— Work to do —
Return each line of the entries below that contains the string "street", copied in full. Treat the match as case-sensitive.
________
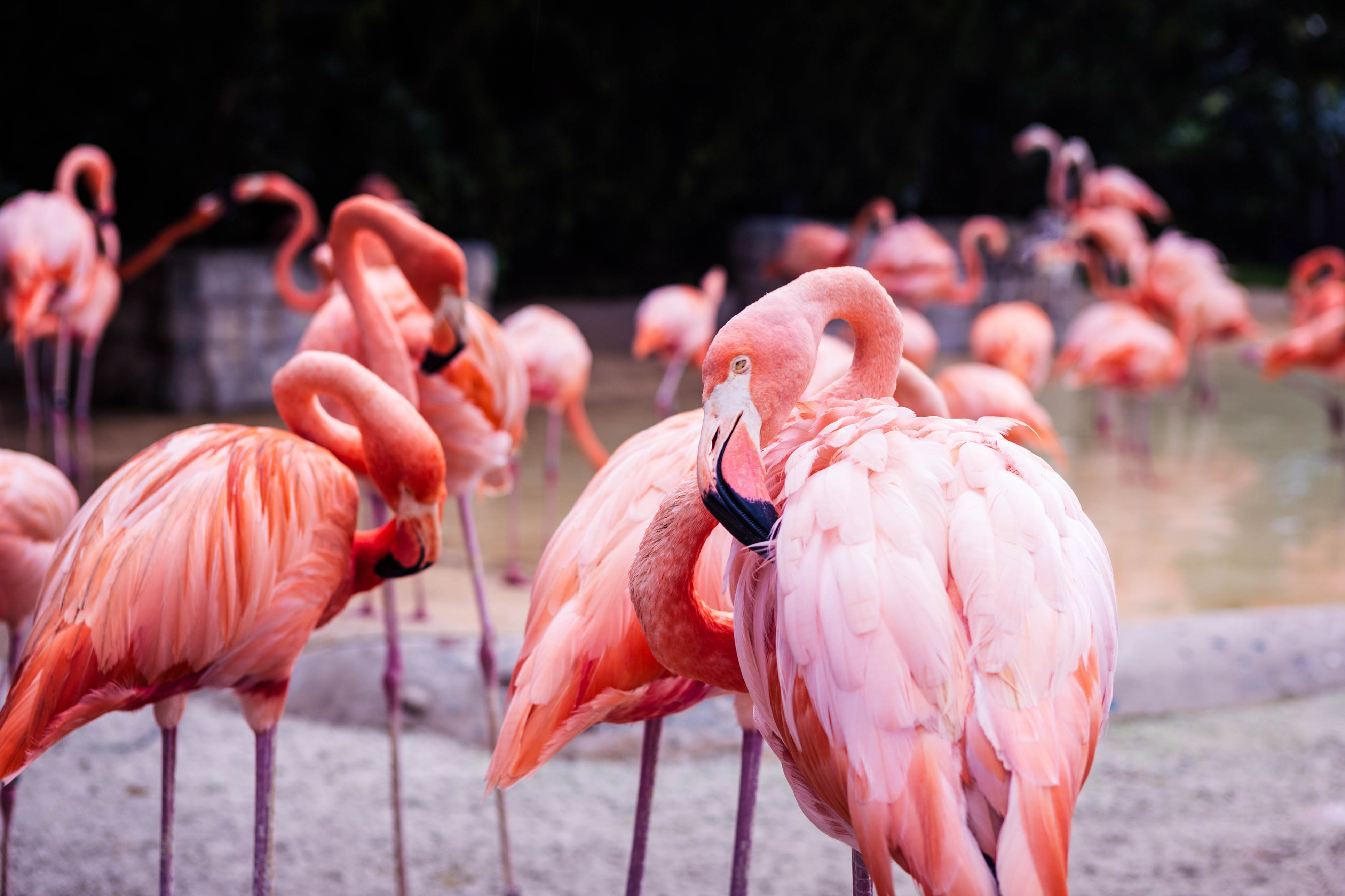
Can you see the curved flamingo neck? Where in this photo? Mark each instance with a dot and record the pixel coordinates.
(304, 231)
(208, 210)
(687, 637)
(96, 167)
________
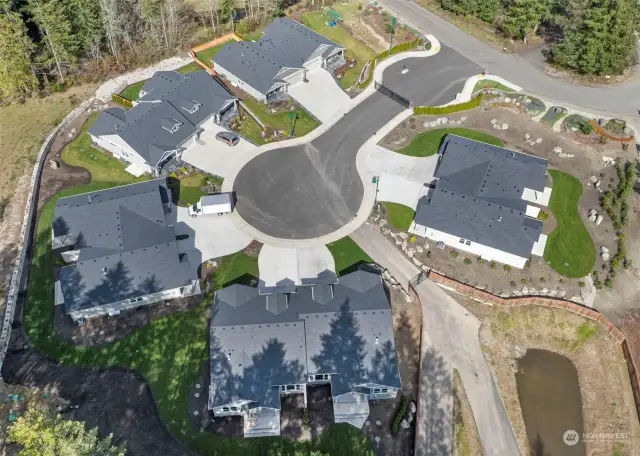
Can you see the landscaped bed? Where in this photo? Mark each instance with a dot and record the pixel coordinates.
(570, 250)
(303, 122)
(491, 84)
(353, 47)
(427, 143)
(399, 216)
________
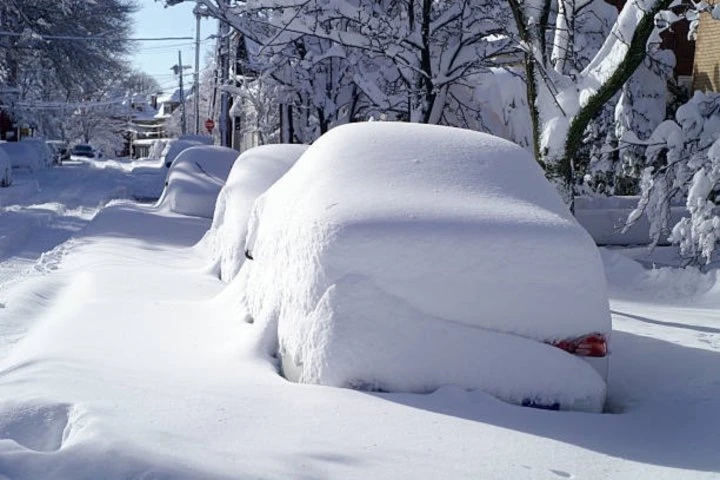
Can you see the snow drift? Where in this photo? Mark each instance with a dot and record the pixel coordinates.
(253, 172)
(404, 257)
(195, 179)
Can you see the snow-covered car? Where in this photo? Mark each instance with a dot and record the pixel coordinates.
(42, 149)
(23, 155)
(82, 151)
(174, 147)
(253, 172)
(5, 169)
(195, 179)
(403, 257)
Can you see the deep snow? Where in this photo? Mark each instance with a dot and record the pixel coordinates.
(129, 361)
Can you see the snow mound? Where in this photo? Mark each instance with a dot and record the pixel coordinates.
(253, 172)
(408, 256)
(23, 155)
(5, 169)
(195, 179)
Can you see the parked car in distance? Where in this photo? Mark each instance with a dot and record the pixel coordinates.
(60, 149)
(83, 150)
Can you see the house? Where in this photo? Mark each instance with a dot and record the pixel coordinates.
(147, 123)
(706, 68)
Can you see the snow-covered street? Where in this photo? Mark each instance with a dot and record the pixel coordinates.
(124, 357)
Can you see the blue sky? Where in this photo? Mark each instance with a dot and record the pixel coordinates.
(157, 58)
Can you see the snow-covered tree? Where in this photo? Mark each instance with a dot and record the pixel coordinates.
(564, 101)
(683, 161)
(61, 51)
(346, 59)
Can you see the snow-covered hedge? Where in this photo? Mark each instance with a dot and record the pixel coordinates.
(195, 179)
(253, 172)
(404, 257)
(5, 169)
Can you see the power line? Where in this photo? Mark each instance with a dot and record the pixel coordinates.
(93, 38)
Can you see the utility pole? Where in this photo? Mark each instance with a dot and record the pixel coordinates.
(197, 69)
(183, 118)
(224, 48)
________
— Correct response —
Can you see the snow-covered street? Where in this photo? Mark each instance with a dot and record the pixel coordinates.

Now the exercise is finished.